<<<<

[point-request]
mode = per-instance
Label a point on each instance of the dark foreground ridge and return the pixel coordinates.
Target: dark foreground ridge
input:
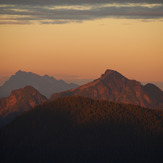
(82, 130)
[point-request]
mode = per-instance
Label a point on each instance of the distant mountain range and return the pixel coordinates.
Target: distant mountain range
(113, 86)
(19, 101)
(44, 84)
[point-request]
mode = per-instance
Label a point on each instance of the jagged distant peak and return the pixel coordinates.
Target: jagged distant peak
(112, 73)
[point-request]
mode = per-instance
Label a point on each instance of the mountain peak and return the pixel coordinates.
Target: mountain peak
(112, 74)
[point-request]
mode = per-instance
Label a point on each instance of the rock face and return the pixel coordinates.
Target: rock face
(46, 85)
(113, 86)
(19, 101)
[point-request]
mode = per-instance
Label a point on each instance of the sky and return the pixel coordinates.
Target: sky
(80, 39)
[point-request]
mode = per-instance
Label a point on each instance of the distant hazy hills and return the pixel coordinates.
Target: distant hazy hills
(113, 86)
(44, 84)
(19, 101)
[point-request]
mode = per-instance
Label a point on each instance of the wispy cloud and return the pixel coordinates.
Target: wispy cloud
(66, 11)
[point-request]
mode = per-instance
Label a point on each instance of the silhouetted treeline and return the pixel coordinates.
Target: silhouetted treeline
(79, 130)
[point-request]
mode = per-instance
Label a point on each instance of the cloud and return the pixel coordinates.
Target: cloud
(73, 2)
(56, 12)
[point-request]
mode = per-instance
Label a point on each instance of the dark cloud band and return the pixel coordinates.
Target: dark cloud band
(60, 14)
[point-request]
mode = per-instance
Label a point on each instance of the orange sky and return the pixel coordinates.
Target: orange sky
(85, 50)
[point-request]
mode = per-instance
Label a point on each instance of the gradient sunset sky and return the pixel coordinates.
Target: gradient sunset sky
(80, 39)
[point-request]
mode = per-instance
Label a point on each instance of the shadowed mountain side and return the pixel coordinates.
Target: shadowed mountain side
(44, 84)
(79, 129)
(113, 86)
(20, 100)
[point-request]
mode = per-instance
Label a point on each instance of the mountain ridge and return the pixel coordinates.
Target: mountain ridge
(113, 86)
(46, 85)
(19, 101)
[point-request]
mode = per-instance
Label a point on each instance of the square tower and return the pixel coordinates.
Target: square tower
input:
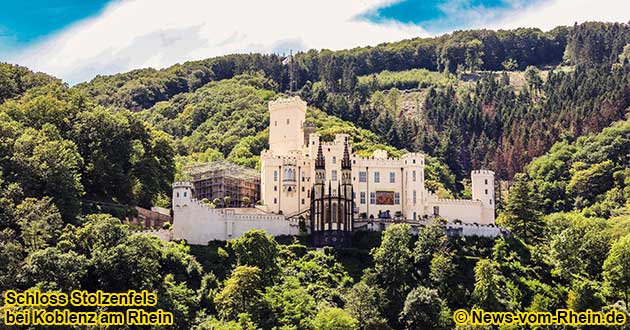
(286, 120)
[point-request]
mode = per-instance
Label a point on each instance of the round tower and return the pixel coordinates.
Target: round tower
(483, 190)
(182, 194)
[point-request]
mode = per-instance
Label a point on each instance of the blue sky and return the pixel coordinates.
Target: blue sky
(23, 23)
(79, 39)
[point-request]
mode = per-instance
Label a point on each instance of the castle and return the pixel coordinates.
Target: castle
(332, 191)
(382, 187)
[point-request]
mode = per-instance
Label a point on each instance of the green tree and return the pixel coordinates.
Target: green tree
(488, 293)
(242, 293)
(617, 269)
(424, 309)
(256, 248)
(334, 319)
(40, 223)
(364, 303)
(522, 216)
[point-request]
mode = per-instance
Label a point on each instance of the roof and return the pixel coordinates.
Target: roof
(230, 170)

>>>>

ASSIGNMENT >> The data above must be reproduced exactly, without any of its pictures.

TASK SOLUTION >>
[point-request]
mode = per-instance
Label a point on each instance of the dark foreground ridge and return the pixel coordinates.
Target: dark foreground ridge
input:
(82, 130)
[point-request]
mode = per-instance
Label a point on each instance of the distant mountain range and return the pixel coordinates.
Target: distant mountain range
(113, 86)
(19, 101)
(44, 84)
[point-request]
mode = per-instance
Label a point on each instance of the jagged distant peak and return the pixel coordinates.
Target: jagged distant peak
(112, 73)
[point-request]
mode = per-instance
Label a point on each instance of the mountain peak and return the pixel coordinates.
Target: mountain peak
(112, 74)
[point-request]
mode = per-instance
Label a point on each instance of the rock face and return the pixel coordinates.
Target: rock face
(46, 85)
(113, 86)
(19, 101)
[point-request]
mode = per-instance
Label a point on each instance of the sky and return the pixel coordinates.
Target: sky
(80, 39)
[point-request]
mode = per-instance
Label a point on each instance of the distant hazy hills and return the pixel coordinates.
Target: distant hazy hills
(113, 86)
(44, 84)
(19, 101)
[point-request]
mode = per-instance
Label a point on each instance of the wispy cloud and return the pixel coordinates.
Target: wispy cloud
(66, 11)
[point-request]
mode = per-instance
Label a point on each instance of the silhouetted treeline and return the pixel coordinates.
Target: silhouetted treeline
(79, 130)
[point-request]
mode = per-instance
Label a point on each instance of the cloud and return the pixel coordinates.
Target: cloud
(73, 2)
(56, 12)
[point-request]
mode = per-instance
Label a point on each instance of the dark cloud band and return the pixel coordinates.
Target: dark cloud band
(60, 14)
[point-request]
mode = per-instance
Label a point on each instance of the orange sky and return the pixel coordinates.
Target: orange sky
(85, 50)
[point-request]
mode = per-instance
Label a point on each instance of the gradient sunset sky and return the pixel coordinates.
Target: gradient sunset sky
(80, 39)
[point-request]
mode = per-instance
Label a point on each instance of the shadowed mountain side and return the pixel coordinates.
Target: shadowed mountain side
(44, 84)
(79, 129)
(113, 86)
(20, 100)
[point-request]
mode = per-instance
Label a point on each instance of the mountain ridge and return the pixel coordinates.
Target: mountain ridge
(113, 86)
(46, 85)
(19, 101)
[point-request]
mode = per-instance
Label a point on each instance of the square tower and return the pixel coordinates.
Target: square tower
input:
(286, 120)
[point-request]
mode = per-instance
Label a point on each instance of the round tower and return the pixel coordinates.
Target: round tower
(483, 190)
(182, 194)
[point-request]
mode = per-instance
Label a point on each instance of the blue sky and return the pixel coordinates.
Target: blue sky
(23, 23)
(79, 39)
[point-request]
mode = per-instance
Label a point on each instance of the castle and return the pixel coordinates.
Target: castle
(332, 191)
(382, 187)
[point-request]
mode = per-instance
Label a point on each instance of the green tree and return the pixel coordinates.
Target: green tree
(488, 293)
(242, 293)
(617, 269)
(424, 309)
(256, 248)
(334, 319)
(40, 223)
(364, 303)
(522, 216)
[point-request]
mode = per-instance
Label a point on each instance of the roof and return the pixel coordinates.
Target: roof
(230, 170)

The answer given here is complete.